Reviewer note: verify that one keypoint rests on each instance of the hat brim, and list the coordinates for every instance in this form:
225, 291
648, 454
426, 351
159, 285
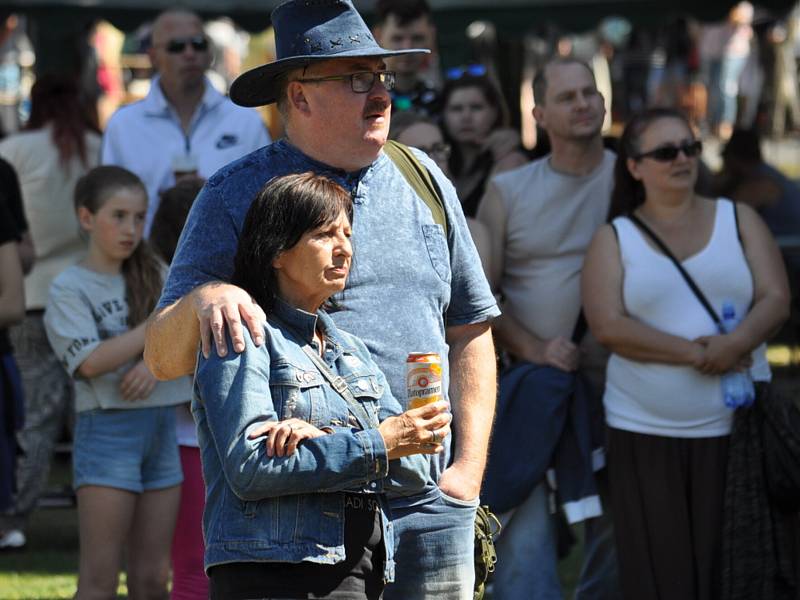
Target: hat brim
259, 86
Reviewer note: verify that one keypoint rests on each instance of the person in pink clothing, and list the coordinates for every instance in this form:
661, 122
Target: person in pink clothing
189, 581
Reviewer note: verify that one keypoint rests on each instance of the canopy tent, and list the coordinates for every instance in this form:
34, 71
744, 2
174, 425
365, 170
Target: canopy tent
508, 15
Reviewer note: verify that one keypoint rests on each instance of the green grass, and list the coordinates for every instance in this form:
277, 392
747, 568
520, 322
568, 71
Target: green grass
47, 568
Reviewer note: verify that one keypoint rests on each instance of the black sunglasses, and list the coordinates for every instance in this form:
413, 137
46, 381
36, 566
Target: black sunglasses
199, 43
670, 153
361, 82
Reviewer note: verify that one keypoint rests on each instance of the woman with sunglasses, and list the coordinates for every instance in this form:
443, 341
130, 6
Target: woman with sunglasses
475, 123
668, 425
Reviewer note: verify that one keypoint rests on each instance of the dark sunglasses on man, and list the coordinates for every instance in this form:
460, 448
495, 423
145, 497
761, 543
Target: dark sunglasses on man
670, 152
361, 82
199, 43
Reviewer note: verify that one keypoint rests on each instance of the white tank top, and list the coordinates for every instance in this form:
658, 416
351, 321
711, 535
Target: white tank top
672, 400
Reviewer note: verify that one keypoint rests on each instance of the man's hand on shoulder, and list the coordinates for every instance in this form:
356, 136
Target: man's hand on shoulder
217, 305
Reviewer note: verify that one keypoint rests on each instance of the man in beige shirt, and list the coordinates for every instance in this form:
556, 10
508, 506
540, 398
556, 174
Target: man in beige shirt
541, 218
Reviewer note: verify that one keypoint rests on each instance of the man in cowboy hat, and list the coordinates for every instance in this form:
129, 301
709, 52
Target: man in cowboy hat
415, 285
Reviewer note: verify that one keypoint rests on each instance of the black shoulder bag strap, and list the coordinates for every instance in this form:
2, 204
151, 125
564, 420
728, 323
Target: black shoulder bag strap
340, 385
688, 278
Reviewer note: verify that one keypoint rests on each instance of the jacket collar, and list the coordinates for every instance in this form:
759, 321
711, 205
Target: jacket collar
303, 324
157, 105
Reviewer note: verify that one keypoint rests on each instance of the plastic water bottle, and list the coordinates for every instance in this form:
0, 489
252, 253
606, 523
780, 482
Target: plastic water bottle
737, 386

------------------------

#### [Exercise]
Please repeat the records from the line with "of the jacket" through the end of the records, with the requests included. Adjust each answer coordinate by adding 60 to every number, and leave the requests and their sample coordinates unchanged.

#### [Written answer]
Reviewer note: verify that one keypoint rests on each instance of the jacket collar, and list the coordinates for every instance in this form:
759, 321
711, 205
Target: jacket collar
363, 384
217, 165
Reviewer note: verify that one keypoint rests on each instance of the plastic water bottle, and list the coordinates for every instance in this form:
0, 489
252, 253
606, 523
780, 482
Target: plastic water bottle
797, 446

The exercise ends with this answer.